Dataset

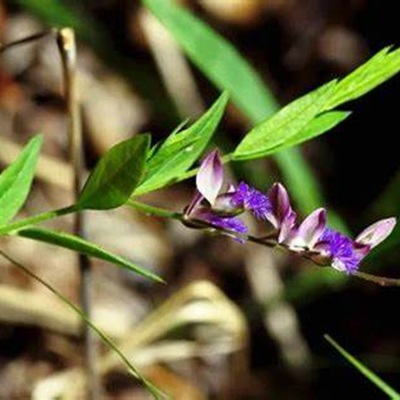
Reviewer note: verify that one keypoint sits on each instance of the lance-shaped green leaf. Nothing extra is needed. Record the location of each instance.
(16, 180)
(116, 175)
(218, 59)
(370, 375)
(319, 125)
(284, 125)
(79, 245)
(228, 70)
(157, 393)
(181, 149)
(378, 69)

Exercise
Return all the entries word for word, but omit any pictures they contain.

Worked solution
Reviewer note: verify that one keypoint sits on each instance of the lance-shaped green leaf. Nothing extra is needed. Record the location of each instance.
(16, 180)
(116, 175)
(218, 59)
(370, 375)
(319, 125)
(284, 125)
(79, 245)
(228, 70)
(157, 393)
(181, 149)
(378, 69)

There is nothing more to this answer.